Aufgabe 1 ▸
Ermittle alle Zeilen der Auflistung, in denen die Zeichenfolge „fence“ vorkommt, und gib jede davon vollständig wieder. Achte dabei auf Groß- und Kleinschreibung.

Die gesamte Diskussion um die Jugendkriminalität hängt sich an den brutalen Vorfällen der letzten Wochen auf und bleibt scheinbar auch dort hängen. Sachdienlich und sachlich waren anfangs nur wenige Aussagen und Äußerungen in diesem Zusammenhang.

Nicht in der sozialen Benachteiligung, in fehlender Chancengleichheit, im sozialen Milieu der Täter oder in den möglichen Erziehungsdefiziten der ebenfalls größtenteils hier sozialisierten Eltern wurde der Grund gesucht. Auch blieb unbeachtet, dass der kulturelle Hintergrund eben nicht zu solch einer Tat anstachelt, sondern mit seiner hierzulande immer wieder kritisierten Forderung nach Respekt vor dem Alter dem sogar entgegensteht. Daraus nährte sich die Gewaltbereitschaft der Jugendlichen nicht.

Auch die Fülle an Integrationsarbeit und Integrationsleistungen, die insbesondere durch Migrantenorganisationen und anderer Institutionen bereits erbracht werden, fielen in den Darstellungen kaum auf. Tatsächlich gibt es gute Ansätze, aber auch Verbesserungsbedarf. Die aktuelle Debatte um die Jugendkriminalität ist nicht mehr konstruktive Politik, sondern eher Ausgrenzungspolitik.

Statt den Fokus auf Bildungs- und Förderprogramme für Kinder und Jugendliche zu richten, um ihnen die gesellschaftliche Teilhabe zu ermöglichen, werden sofort Forderungen nach neuen, extremeren Wegen der Bestrafung laut. Dahingegen sind der frühe Erwerb der deutschen Sprache und gleiche Bildungschancen der Schlüssel für gesellschaftliche Teilhabe und bestmögliche Integration für Kinder und Jugendliche mit Migrationshintergrund.

Wir beobachten in letzter Zeit eine starke Ethnisierung und Kulturalisierung vieler gesellschaftlicher Probleme. Hinzu kommen verstärkt Diskriminierungserfahrungen von Jugendlichen, die sie in ihrer Perspektivlosigkeit bestärken.

Aufgabe 2 ▸
Gib aus dem Dokumentabschnitt zur Jugendkriminalität die Passage von „Nicht in der“ bis einschließlich „sondern eher Ausgrenzungspolitik.“ wortgetreu wieder.

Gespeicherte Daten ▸

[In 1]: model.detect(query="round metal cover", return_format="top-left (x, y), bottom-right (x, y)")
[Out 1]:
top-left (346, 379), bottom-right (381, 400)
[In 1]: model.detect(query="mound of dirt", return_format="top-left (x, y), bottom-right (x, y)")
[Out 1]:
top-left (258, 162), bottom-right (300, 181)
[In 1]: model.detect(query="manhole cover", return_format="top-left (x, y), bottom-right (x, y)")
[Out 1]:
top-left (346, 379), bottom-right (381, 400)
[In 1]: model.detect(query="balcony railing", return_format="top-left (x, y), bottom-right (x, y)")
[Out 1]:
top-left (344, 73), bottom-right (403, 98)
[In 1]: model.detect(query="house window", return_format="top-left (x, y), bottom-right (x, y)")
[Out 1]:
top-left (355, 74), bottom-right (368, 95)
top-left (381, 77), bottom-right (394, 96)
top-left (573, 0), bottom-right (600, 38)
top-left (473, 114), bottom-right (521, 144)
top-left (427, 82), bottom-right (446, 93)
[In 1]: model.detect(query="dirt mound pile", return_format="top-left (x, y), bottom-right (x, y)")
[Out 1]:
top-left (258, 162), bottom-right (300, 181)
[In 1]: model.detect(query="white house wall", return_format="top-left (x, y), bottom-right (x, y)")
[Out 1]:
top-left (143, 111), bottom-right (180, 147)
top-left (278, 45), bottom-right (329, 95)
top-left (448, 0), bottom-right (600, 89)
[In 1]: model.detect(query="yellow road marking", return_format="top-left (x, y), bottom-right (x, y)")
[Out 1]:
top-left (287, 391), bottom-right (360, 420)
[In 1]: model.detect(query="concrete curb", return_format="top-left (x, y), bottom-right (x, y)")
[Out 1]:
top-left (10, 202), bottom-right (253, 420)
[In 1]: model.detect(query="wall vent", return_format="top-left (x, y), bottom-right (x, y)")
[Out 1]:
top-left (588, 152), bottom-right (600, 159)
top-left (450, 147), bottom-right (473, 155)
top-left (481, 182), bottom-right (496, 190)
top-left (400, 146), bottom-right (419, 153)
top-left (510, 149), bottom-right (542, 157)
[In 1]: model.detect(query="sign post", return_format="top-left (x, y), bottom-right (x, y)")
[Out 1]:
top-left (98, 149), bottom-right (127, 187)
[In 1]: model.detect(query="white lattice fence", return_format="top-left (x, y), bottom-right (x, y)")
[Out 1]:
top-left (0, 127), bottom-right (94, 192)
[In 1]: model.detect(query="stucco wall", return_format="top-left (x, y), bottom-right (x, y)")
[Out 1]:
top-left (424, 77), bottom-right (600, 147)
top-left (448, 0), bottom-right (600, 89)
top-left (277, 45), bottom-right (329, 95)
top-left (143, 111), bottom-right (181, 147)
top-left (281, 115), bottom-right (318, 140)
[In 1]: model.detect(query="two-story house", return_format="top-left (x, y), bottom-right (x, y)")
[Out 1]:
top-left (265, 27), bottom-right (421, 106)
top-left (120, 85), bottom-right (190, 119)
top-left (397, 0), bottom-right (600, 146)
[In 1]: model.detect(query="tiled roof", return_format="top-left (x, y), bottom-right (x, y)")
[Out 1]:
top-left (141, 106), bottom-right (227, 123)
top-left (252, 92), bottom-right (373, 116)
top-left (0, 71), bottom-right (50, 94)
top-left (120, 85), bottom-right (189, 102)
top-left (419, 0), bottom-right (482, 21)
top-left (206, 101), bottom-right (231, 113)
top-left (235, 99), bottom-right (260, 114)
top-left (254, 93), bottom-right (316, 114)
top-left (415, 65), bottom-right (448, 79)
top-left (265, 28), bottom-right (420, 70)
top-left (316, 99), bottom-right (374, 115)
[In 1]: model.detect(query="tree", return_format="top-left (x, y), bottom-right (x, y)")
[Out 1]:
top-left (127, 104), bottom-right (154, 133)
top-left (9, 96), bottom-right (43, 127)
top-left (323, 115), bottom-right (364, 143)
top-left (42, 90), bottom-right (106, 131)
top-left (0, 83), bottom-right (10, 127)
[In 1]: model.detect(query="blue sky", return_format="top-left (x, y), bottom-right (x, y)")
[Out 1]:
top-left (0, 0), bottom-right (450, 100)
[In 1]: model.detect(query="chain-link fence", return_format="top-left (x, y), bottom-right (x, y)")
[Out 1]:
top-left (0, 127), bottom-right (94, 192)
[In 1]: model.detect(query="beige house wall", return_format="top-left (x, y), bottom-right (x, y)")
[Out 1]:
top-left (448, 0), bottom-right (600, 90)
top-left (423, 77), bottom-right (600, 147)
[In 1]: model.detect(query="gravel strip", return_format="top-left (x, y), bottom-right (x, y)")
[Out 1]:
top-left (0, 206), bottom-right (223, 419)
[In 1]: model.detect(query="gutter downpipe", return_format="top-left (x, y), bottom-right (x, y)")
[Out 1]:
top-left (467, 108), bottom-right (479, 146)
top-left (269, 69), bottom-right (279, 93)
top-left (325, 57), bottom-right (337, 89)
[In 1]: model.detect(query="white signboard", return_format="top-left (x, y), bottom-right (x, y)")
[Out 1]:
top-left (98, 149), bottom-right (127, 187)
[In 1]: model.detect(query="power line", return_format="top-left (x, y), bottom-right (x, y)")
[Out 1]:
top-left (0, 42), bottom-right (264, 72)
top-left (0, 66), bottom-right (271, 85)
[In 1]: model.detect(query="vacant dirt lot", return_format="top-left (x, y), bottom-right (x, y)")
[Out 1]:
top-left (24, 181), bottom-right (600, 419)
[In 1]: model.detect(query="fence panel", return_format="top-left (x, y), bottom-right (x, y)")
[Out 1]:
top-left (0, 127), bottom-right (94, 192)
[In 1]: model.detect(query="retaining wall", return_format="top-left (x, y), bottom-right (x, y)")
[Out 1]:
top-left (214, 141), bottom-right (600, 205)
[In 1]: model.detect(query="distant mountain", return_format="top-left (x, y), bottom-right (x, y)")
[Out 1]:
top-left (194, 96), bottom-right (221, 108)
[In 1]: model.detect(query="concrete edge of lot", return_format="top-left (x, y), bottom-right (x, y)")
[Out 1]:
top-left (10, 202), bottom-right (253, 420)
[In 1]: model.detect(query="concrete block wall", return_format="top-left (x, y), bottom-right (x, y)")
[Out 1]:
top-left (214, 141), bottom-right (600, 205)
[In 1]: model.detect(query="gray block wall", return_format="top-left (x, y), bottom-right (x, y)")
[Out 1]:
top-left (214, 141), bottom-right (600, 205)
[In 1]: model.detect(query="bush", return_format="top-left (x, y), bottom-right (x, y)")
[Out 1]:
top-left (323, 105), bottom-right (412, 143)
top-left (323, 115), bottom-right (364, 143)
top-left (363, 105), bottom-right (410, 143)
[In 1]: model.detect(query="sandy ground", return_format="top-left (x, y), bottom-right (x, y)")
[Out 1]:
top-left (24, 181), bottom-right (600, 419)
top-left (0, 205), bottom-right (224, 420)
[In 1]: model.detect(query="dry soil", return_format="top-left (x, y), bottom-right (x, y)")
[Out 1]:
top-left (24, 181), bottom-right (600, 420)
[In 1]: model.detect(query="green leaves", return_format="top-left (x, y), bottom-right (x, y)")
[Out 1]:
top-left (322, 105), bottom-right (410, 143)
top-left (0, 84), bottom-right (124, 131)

Richtiges Ergebnis 1 ▸
[In 1]: model.detect(query="white lattice fence", return_format="top-left (x, y), bottom-right (x, y)")
[In 1]: model.detect(query="chain-link fence", return_format="top-left (x, y), bottom-right (x, y)")
[In 1]: model.detect(query="fence panel", return_format="top-left (x, y), bottom-right (x, y)")

Richtiges Ergebnis 2 ▸
Nicht in der sozialen Benachteiligung, in fehlender Chancengleichheit, im sozialen Milieu der Täter oder in den möglichen Erziehungsdefiziten der ebenfalls größtenteils hier sozialisierten Eltern wurde der Grund gesucht. Auch blieb unbeachtet, dass der kulturelle Hintergrund eben nicht zu solch einer Tat anstachelt, sondern mit seiner hierzulande immer wieder kritisierten Forderung nach Respekt vor dem Alter dem sogar entgegensteht. Daraus nährte sich die Gewaltbereitschaft der Jugendlichen nicht.

Auch die Fülle an Integrationsarbeit und Integrationsleistungen, die insbesondere durch Migrantenorganisationen und anderer Institutionen bereits erbracht werden, fielen in den Darstellungen kaum auf. Tatsächlich gibt es gute Ansätze, aber auch Verbesserungsbedarf. Die aktuelle Debatte um die Jugendkriminalität ist nicht mehr konstruktive Politik, sondern eher Ausgrenzungspolitik.